▶ [Source]:
======

Beefy Boxes and Bandwidth Generously Provided by pair Networks
XP is just a number

Predictive HTTP caching in Perl

by ryantate (Friar)
on May 03, 2006 at 03:51 UTC ( #547051=perlquestion: print w/replies, xml ) Need Help??

ryantate has asked for the wisdom of the Perl Monks concerning the following question:

Given a script that downloads 20-30 fresh Web pages (text only, no images and not spidering links (update)) once each morning for one user, and logs the time it was run, how would you figure out the ideal time to pre-fetch those Web pages?

Update: I guess I wasn't clear. This question is not "how can I download a lot of Web pages quickly" or "how do I cache a Web page" or "how do I check a Web resource most efficiently using HTTP." (Although I do appreciate the efforts made and answers issued along these lines.)

The question is given a collection of download times, how would you determine the best "typical" time to download a collection of Web pages. I offer my planned approach below, if you can think of something better, I'd love to hear about it. /Update

I have a script like the one described above, and do indeed run it once each morning. It takes 5-10 seconds to download the Web pages and parse (in the case of RSS/Atom feeds) or scrape (in the case of HTML) the pages and amalgamate the bits of info I care about into one page.

I recently got greedy and thought, "how can I make this even faster?" Like, make it run in 2 seconds or less.

I thought perhaps of caching the results of my script's HTTP fetches, so that subsequent runs of the script are faster. But since most of the Web pages change on a daily basis, and I rarely check more than once each day, and am the sole user (for now), this seemed like a waste of time. The cache would always be out of date.

======

▶ [Records supplied]:

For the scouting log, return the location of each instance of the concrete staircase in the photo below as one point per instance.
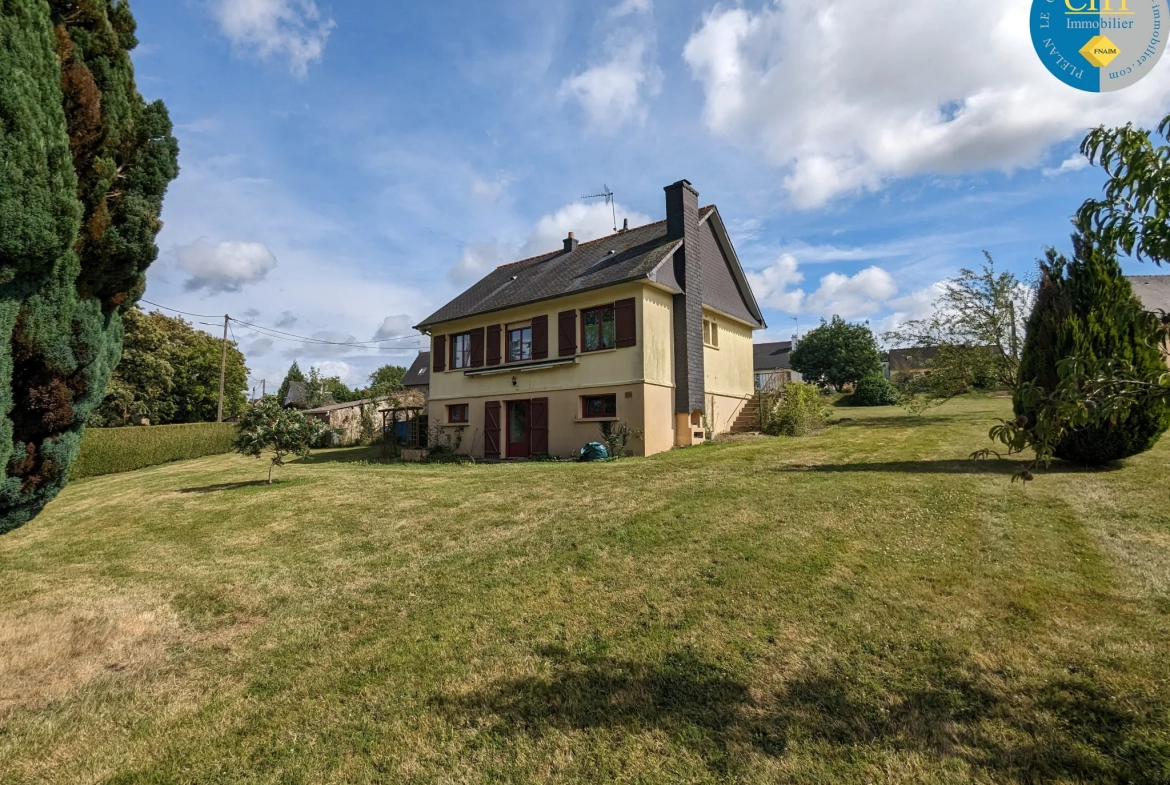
(749, 417)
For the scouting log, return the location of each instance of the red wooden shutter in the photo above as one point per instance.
(538, 426)
(625, 317)
(494, 344)
(539, 337)
(566, 332)
(491, 429)
(477, 349)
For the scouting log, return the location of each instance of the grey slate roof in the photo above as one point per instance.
(1154, 291)
(419, 374)
(772, 357)
(297, 396)
(632, 255)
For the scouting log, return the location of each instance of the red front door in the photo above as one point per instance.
(520, 428)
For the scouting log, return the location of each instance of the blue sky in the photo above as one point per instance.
(349, 166)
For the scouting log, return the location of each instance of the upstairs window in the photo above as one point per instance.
(710, 334)
(461, 351)
(598, 329)
(520, 344)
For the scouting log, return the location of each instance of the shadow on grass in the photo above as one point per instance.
(989, 467)
(343, 455)
(239, 486)
(924, 701)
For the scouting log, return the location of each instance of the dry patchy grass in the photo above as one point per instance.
(862, 605)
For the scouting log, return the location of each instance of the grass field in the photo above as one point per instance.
(864, 605)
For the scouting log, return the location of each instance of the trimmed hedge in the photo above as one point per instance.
(111, 450)
(874, 391)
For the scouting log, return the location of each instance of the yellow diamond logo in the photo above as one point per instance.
(1100, 50)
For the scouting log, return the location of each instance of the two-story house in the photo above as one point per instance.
(651, 326)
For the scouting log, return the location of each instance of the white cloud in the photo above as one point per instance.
(616, 91)
(259, 348)
(489, 192)
(394, 326)
(334, 348)
(862, 294)
(586, 220)
(343, 371)
(1073, 164)
(477, 260)
(771, 284)
(852, 296)
(226, 266)
(293, 29)
(844, 95)
(915, 305)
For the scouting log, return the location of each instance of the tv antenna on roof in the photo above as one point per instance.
(608, 199)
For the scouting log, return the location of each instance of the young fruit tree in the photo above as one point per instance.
(977, 330)
(837, 353)
(85, 165)
(266, 427)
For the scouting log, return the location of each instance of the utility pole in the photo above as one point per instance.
(219, 413)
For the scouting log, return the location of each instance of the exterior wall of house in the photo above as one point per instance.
(601, 369)
(641, 377)
(621, 372)
(568, 431)
(728, 370)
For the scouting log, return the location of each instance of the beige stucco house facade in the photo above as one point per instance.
(651, 326)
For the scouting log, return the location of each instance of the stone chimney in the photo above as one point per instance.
(682, 224)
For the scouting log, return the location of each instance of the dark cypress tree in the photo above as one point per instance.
(1087, 309)
(77, 146)
(294, 374)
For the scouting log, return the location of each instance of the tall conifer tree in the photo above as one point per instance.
(78, 150)
(1087, 309)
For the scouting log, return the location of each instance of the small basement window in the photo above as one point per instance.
(710, 334)
(596, 407)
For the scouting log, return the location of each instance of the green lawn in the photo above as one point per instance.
(864, 605)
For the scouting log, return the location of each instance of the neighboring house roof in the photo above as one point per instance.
(772, 357)
(419, 374)
(1154, 291)
(913, 358)
(642, 253)
(297, 396)
(335, 407)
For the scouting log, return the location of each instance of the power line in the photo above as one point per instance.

======

▶ [Task requirements]:
(a) Answer from the Perl caching thread:
(i) How many Web pages does the script download each morning?
(ii) How long does a run currently take?
(iii) How fast did the poster hope to make it run?
(b) Rescale the listing from the line containing "of the dark" down to the end of the listing, both ends included. Write those lines again with their requests, multiply every point coordinate in the answers by 2.5, and round to whole numbers, with halves rounded up.
The listing is unrelated to the Perl caching thread.

▶ [Task-by-task solutions]:
(a)
(i) 20-30 Web pages.
(ii) 5-10 seconds.
(iii) 2 seconds or less.

(b)
For the scouting log, return the location of each instance of the dark cypress tree in the photo above as one point per instance.
(2718, 773)
(193, 365)
(735, 935)
For the scouting log, return the location of each instance of the tall conifer tree in the photo above as one point per instance.
(195, 375)
(2718, 773)
For the scouting log, return the location of each instance of the small basement window in the photo above as one point per instance.
(1775, 835)
(1490, 1018)
For the scouting log, return the location of each instance of the green lawn in the photo above as one point per instance.
(2160, 1513)
For the scouting log, return the location of each instance of the neighboring house roof in the photo above as one point per instance.
(1930, 893)
(1048, 935)
(2885, 728)
(2283, 895)
(1605, 633)
(743, 990)
(838, 1018)
For the scouting log, return the location of each instance of the power line in the photo above as one point per instance.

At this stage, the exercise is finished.